--- Task objective ---
Exactly the lines from the one containing "q: snow on roof" through the end of the data below are to be reproduced, and nothing besides them.

#####

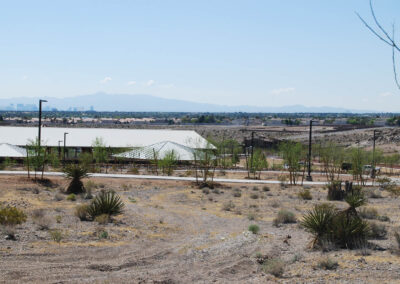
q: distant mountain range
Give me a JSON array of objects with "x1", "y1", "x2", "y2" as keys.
[{"x1": 0, "y1": 93, "x2": 376, "y2": 113}]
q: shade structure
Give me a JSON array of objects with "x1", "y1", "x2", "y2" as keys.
[
  {"x1": 0, "y1": 143, "x2": 26, "y2": 158},
  {"x1": 114, "y1": 141, "x2": 195, "y2": 161}
]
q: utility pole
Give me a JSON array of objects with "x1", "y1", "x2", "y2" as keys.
[
  {"x1": 63, "y1": 132, "x2": 68, "y2": 167},
  {"x1": 306, "y1": 120, "x2": 312, "y2": 181},
  {"x1": 38, "y1": 100, "x2": 47, "y2": 150},
  {"x1": 371, "y1": 129, "x2": 377, "y2": 178}
]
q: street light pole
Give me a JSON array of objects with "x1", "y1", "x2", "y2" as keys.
[
  {"x1": 38, "y1": 100, "x2": 47, "y2": 149},
  {"x1": 63, "y1": 132, "x2": 68, "y2": 167},
  {"x1": 306, "y1": 120, "x2": 312, "y2": 181}
]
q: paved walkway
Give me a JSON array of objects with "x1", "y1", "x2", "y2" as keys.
[{"x1": 0, "y1": 171, "x2": 380, "y2": 185}]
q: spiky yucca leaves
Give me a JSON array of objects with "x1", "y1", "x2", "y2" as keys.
[
  {"x1": 87, "y1": 191, "x2": 125, "y2": 220},
  {"x1": 300, "y1": 203, "x2": 337, "y2": 247},
  {"x1": 64, "y1": 165, "x2": 88, "y2": 194},
  {"x1": 331, "y1": 211, "x2": 370, "y2": 249}
]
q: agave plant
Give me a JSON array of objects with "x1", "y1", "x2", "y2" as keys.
[
  {"x1": 300, "y1": 204, "x2": 337, "y2": 247},
  {"x1": 87, "y1": 191, "x2": 125, "y2": 220},
  {"x1": 64, "y1": 165, "x2": 88, "y2": 194}
]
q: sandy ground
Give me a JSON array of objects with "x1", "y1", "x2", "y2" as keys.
[{"x1": 0, "y1": 176, "x2": 400, "y2": 283}]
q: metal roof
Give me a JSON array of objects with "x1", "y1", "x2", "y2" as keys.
[
  {"x1": 0, "y1": 143, "x2": 26, "y2": 158},
  {"x1": 0, "y1": 126, "x2": 215, "y2": 149},
  {"x1": 114, "y1": 141, "x2": 194, "y2": 161}
]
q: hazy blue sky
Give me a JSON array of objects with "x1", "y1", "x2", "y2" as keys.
[{"x1": 0, "y1": 0, "x2": 400, "y2": 111}]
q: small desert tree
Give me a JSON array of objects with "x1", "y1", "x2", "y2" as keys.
[
  {"x1": 64, "y1": 165, "x2": 88, "y2": 194},
  {"x1": 158, "y1": 150, "x2": 179, "y2": 176},
  {"x1": 92, "y1": 137, "x2": 108, "y2": 172},
  {"x1": 320, "y1": 142, "x2": 344, "y2": 182},
  {"x1": 279, "y1": 142, "x2": 305, "y2": 184}
]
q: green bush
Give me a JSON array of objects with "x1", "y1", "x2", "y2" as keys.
[
  {"x1": 297, "y1": 189, "x2": 312, "y2": 200},
  {"x1": 75, "y1": 204, "x2": 89, "y2": 221},
  {"x1": 87, "y1": 190, "x2": 125, "y2": 220},
  {"x1": 274, "y1": 210, "x2": 297, "y2": 226},
  {"x1": 67, "y1": 193, "x2": 76, "y2": 201},
  {"x1": 249, "y1": 225, "x2": 260, "y2": 234},
  {"x1": 0, "y1": 206, "x2": 26, "y2": 226},
  {"x1": 264, "y1": 259, "x2": 285, "y2": 277},
  {"x1": 64, "y1": 165, "x2": 88, "y2": 194}
]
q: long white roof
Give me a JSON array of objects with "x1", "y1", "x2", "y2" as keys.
[
  {"x1": 0, "y1": 126, "x2": 215, "y2": 149},
  {"x1": 0, "y1": 143, "x2": 26, "y2": 158},
  {"x1": 115, "y1": 141, "x2": 195, "y2": 161}
]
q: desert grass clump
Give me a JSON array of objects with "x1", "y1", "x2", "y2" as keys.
[
  {"x1": 94, "y1": 214, "x2": 110, "y2": 225},
  {"x1": 222, "y1": 200, "x2": 235, "y2": 211},
  {"x1": 369, "y1": 222, "x2": 387, "y2": 240},
  {"x1": 358, "y1": 207, "x2": 379, "y2": 219},
  {"x1": 87, "y1": 190, "x2": 125, "y2": 220},
  {"x1": 297, "y1": 189, "x2": 312, "y2": 200},
  {"x1": 75, "y1": 204, "x2": 89, "y2": 221},
  {"x1": 318, "y1": 256, "x2": 339, "y2": 270},
  {"x1": 263, "y1": 258, "x2": 285, "y2": 277},
  {"x1": 67, "y1": 193, "x2": 76, "y2": 201},
  {"x1": 249, "y1": 224, "x2": 260, "y2": 234},
  {"x1": 0, "y1": 206, "x2": 26, "y2": 226},
  {"x1": 273, "y1": 209, "x2": 297, "y2": 227},
  {"x1": 49, "y1": 230, "x2": 63, "y2": 243},
  {"x1": 64, "y1": 165, "x2": 88, "y2": 194}
]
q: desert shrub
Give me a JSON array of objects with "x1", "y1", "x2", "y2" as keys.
[
  {"x1": 250, "y1": 193, "x2": 259, "y2": 199},
  {"x1": 247, "y1": 213, "x2": 256, "y2": 221},
  {"x1": 97, "y1": 230, "x2": 108, "y2": 239},
  {"x1": 75, "y1": 204, "x2": 89, "y2": 221},
  {"x1": 222, "y1": 200, "x2": 235, "y2": 211},
  {"x1": 128, "y1": 167, "x2": 139, "y2": 175},
  {"x1": 87, "y1": 190, "x2": 125, "y2": 220},
  {"x1": 54, "y1": 192, "x2": 64, "y2": 201},
  {"x1": 233, "y1": 188, "x2": 242, "y2": 197},
  {"x1": 94, "y1": 214, "x2": 110, "y2": 225},
  {"x1": 330, "y1": 211, "x2": 370, "y2": 249},
  {"x1": 64, "y1": 165, "x2": 88, "y2": 194},
  {"x1": 369, "y1": 222, "x2": 387, "y2": 239},
  {"x1": 274, "y1": 209, "x2": 297, "y2": 226},
  {"x1": 327, "y1": 180, "x2": 345, "y2": 200},
  {"x1": 300, "y1": 203, "x2": 336, "y2": 246},
  {"x1": 263, "y1": 258, "x2": 285, "y2": 277},
  {"x1": 297, "y1": 189, "x2": 312, "y2": 200},
  {"x1": 249, "y1": 224, "x2": 260, "y2": 234},
  {"x1": 358, "y1": 207, "x2": 379, "y2": 219},
  {"x1": 0, "y1": 206, "x2": 26, "y2": 226},
  {"x1": 49, "y1": 230, "x2": 63, "y2": 243},
  {"x1": 318, "y1": 256, "x2": 339, "y2": 270},
  {"x1": 67, "y1": 193, "x2": 76, "y2": 201}
]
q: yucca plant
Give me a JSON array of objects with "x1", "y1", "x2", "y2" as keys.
[
  {"x1": 300, "y1": 204, "x2": 337, "y2": 247},
  {"x1": 64, "y1": 165, "x2": 88, "y2": 194},
  {"x1": 87, "y1": 191, "x2": 125, "y2": 220}
]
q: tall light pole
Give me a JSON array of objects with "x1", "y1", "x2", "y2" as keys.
[
  {"x1": 38, "y1": 100, "x2": 47, "y2": 149},
  {"x1": 306, "y1": 120, "x2": 312, "y2": 181},
  {"x1": 58, "y1": 140, "x2": 63, "y2": 159},
  {"x1": 63, "y1": 132, "x2": 68, "y2": 167}
]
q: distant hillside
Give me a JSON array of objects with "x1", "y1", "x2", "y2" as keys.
[{"x1": 0, "y1": 93, "x2": 374, "y2": 113}]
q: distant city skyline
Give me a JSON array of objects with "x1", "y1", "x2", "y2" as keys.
[{"x1": 0, "y1": 0, "x2": 400, "y2": 112}]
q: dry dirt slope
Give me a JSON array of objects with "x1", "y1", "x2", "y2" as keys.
[{"x1": 0, "y1": 177, "x2": 400, "y2": 283}]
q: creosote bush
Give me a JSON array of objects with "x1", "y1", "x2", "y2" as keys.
[
  {"x1": 0, "y1": 206, "x2": 26, "y2": 226},
  {"x1": 249, "y1": 224, "x2": 260, "y2": 234},
  {"x1": 273, "y1": 209, "x2": 297, "y2": 226},
  {"x1": 87, "y1": 190, "x2": 125, "y2": 220},
  {"x1": 298, "y1": 189, "x2": 312, "y2": 200}
]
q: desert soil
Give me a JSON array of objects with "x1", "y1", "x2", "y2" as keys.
[{"x1": 0, "y1": 176, "x2": 400, "y2": 283}]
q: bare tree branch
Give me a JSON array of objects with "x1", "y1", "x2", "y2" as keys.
[{"x1": 356, "y1": 0, "x2": 400, "y2": 89}]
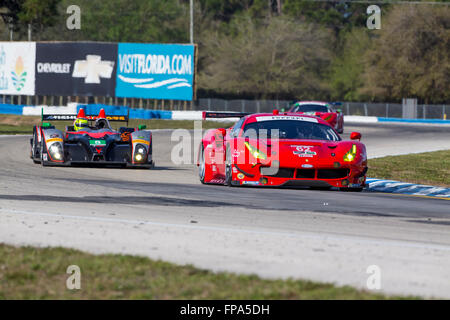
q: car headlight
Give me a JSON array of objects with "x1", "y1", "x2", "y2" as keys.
[
  {"x1": 134, "y1": 144, "x2": 147, "y2": 162},
  {"x1": 344, "y1": 144, "x2": 357, "y2": 162},
  {"x1": 245, "y1": 142, "x2": 267, "y2": 160},
  {"x1": 48, "y1": 142, "x2": 63, "y2": 160}
]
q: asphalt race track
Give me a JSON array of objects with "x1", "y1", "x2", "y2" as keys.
[{"x1": 0, "y1": 124, "x2": 450, "y2": 298}]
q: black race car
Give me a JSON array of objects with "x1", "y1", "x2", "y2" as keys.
[{"x1": 30, "y1": 109, "x2": 154, "y2": 168}]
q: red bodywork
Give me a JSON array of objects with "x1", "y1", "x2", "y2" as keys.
[
  {"x1": 197, "y1": 113, "x2": 367, "y2": 190},
  {"x1": 289, "y1": 101, "x2": 344, "y2": 133}
]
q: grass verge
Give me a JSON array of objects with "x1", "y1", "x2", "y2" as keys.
[
  {"x1": 0, "y1": 244, "x2": 410, "y2": 299},
  {"x1": 367, "y1": 150, "x2": 450, "y2": 187},
  {"x1": 0, "y1": 114, "x2": 233, "y2": 134}
]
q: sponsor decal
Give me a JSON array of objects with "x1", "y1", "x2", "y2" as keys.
[
  {"x1": 120, "y1": 132, "x2": 130, "y2": 141},
  {"x1": 291, "y1": 146, "x2": 317, "y2": 158},
  {"x1": 133, "y1": 139, "x2": 150, "y2": 145},
  {"x1": 116, "y1": 43, "x2": 194, "y2": 100},
  {"x1": 242, "y1": 181, "x2": 259, "y2": 186},
  {"x1": 89, "y1": 140, "x2": 106, "y2": 146},
  {"x1": 35, "y1": 42, "x2": 117, "y2": 96},
  {"x1": 256, "y1": 116, "x2": 318, "y2": 123},
  {"x1": 0, "y1": 42, "x2": 36, "y2": 95},
  {"x1": 36, "y1": 62, "x2": 70, "y2": 73}
]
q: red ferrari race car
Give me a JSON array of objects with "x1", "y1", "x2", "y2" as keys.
[
  {"x1": 197, "y1": 110, "x2": 367, "y2": 191},
  {"x1": 289, "y1": 101, "x2": 344, "y2": 133}
]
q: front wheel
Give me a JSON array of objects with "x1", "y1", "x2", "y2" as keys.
[
  {"x1": 198, "y1": 144, "x2": 206, "y2": 184},
  {"x1": 339, "y1": 187, "x2": 364, "y2": 192},
  {"x1": 225, "y1": 145, "x2": 233, "y2": 187}
]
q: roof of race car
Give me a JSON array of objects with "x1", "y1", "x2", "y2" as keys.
[{"x1": 294, "y1": 101, "x2": 329, "y2": 106}]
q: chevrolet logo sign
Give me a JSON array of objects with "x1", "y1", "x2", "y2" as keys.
[{"x1": 72, "y1": 55, "x2": 114, "y2": 83}]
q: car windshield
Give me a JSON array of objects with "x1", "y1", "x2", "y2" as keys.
[
  {"x1": 243, "y1": 120, "x2": 341, "y2": 141},
  {"x1": 291, "y1": 104, "x2": 328, "y2": 112}
]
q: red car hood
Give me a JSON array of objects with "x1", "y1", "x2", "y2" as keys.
[{"x1": 250, "y1": 139, "x2": 354, "y2": 168}]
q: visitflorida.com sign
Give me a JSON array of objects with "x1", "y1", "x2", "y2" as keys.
[{"x1": 116, "y1": 43, "x2": 194, "y2": 101}]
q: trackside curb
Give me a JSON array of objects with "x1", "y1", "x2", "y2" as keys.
[{"x1": 366, "y1": 178, "x2": 450, "y2": 199}]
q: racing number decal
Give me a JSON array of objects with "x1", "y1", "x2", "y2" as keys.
[
  {"x1": 120, "y1": 132, "x2": 130, "y2": 142},
  {"x1": 292, "y1": 146, "x2": 317, "y2": 158}
]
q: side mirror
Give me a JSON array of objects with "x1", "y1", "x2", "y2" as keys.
[{"x1": 350, "y1": 132, "x2": 361, "y2": 140}]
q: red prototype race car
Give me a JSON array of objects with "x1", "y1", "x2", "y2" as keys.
[
  {"x1": 197, "y1": 110, "x2": 367, "y2": 191},
  {"x1": 289, "y1": 101, "x2": 344, "y2": 133}
]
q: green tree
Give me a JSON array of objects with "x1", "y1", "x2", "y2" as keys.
[
  {"x1": 18, "y1": 0, "x2": 61, "y2": 40},
  {"x1": 200, "y1": 16, "x2": 330, "y2": 98},
  {"x1": 330, "y1": 28, "x2": 370, "y2": 101},
  {"x1": 361, "y1": 5, "x2": 450, "y2": 103}
]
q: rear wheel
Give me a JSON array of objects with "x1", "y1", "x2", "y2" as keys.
[
  {"x1": 39, "y1": 141, "x2": 47, "y2": 167},
  {"x1": 339, "y1": 187, "x2": 364, "y2": 192}
]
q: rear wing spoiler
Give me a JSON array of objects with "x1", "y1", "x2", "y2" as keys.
[
  {"x1": 41, "y1": 109, "x2": 130, "y2": 124},
  {"x1": 202, "y1": 111, "x2": 251, "y2": 120}
]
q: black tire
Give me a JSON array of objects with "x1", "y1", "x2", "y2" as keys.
[
  {"x1": 30, "y1": 128, "x2": 41, "y2": 164},
  {"x1": 198, "y1": 143, "x2": 206, "y2": 184},
  {"x1": 225, "y1": 145, "x2": 233, "y2": 187},
  {"x1": 339, "y1": 188, "x2": 364, "y2": 192},
  {"x1": 40, "y1": 141, "x2": 47, "y2": 167},
  {"x1": 310, "y1": 187, "x2": 332, "y2": 191}
]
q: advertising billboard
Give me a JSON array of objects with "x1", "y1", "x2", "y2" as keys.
[
  {"x1": 36, "y1": 42, "x2": 117, "y2": 97},
  {"x1": 116, "y1": 43, "x2": 194, "y2": 101},
  {"x1": 0, "y1": 42, "x2": 36, "y2": 96}
]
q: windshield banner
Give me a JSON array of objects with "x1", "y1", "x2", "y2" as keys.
[{"x1": 116, "y1": 43, "x2": 194, "y2": 101}]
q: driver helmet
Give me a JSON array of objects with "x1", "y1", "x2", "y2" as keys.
[{"x1": 73, "y1": 118, "x2": 89, "y2": 131}]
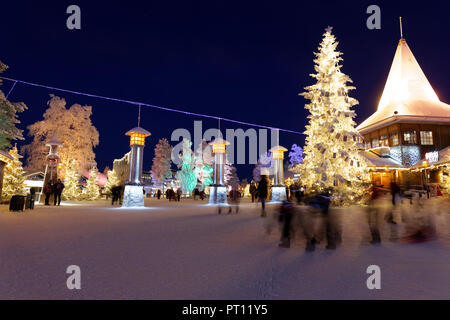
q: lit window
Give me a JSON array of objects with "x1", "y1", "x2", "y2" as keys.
[
  {"x1": 420, "y1": 131, "x2": 433, "y2": 145},
  {"x1": 130, "y1": 133, "x2": 145, "y2": 146},
  {"x1": 391, "y1": 133, "x2": 398, "y2": 146},
  {"x1": 380, "y1": 136, "x2": 389, "y2": 147},
  {"x1": 403, "y1": 130, "x2": 417, "y2": 144}
]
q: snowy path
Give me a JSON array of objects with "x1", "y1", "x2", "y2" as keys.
[{"x1": 0, "y1": 200, "x2": 450, "y2": 299}]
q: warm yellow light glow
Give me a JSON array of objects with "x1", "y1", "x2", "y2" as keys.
[
  {"x1": 378, "y1": 39, "x2": 439, "y2": 113},
  {"x1": 211, "y1": 143, "x2": 226, "y2": 153},
  {"x1": 130, "y1": 132, "x2": 145, "y2": 146}
]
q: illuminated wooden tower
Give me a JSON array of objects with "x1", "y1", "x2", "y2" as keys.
[
  {"x1": 209, "y1": 137, "x2": 230, "y2": 204},
  {"x1": 122, "y1": 126, "x2": 151, "y2": 207}
]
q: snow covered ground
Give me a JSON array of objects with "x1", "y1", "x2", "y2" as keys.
[{"x1": 0, "y1": 199, "x2": 450, "y2": 299}]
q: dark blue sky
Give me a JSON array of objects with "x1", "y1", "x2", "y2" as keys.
[{"x1": 0, "y1": 0, "x2": 450, "y2": 178}]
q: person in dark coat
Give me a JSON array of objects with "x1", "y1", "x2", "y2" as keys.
[
  {"x1": 278, "y1": 201, "x2": 294, "y2": 248},
  {"x1": 53, "y1": 179, "x2": 64, "y2": 206},
  {"x1": 44, "y1": 182, "x2": 53, "y2": 206},
  {"x1": 30, "y1": 187, "x2": 36, "y2": 209},
  {"x1": 258, "y1": 175, "x2": 269, "y2": 217}
]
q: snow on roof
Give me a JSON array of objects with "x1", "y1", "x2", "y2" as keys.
[
  {"x1": 362, "y1": 151, "x2": 402, "y2": 168},
  {"x1": 357, "y1": 39, "x2": 450, "y2": 132},
  {"x1": 411, "y1": 147, "x2": 450, "y2": 168},
  {"x1": 125, "y1": 127, "x2": 151, "y2": 136}
]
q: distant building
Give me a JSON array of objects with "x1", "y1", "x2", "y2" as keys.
[{"x1": 357, "y1": 39, "x2": 450, "y2": 186}]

#####

--- Result for this task ---
q: snow on roof
Give me a JSON array of objects with "x1", "y1", "x2", "y2" as keys.
[
  {"x1": 362, "y1": 151, "x2": 402, "y2": 168},
  {"x1": 357, "y1": 39, "x2": 450, "y2": 132},
  {"x1": 411, "y1": 147, "x2": 450, "y2": 168},
  {"x1": 125, "y1": 127, "x2": 151, "y2": 136}
]
q: distant building
Give me a JSON array of objects with "x1", "y1", "x2", "y2" as keys.
[{"x1": 357, "y1": 39, "x2": 450, "y2": 186}]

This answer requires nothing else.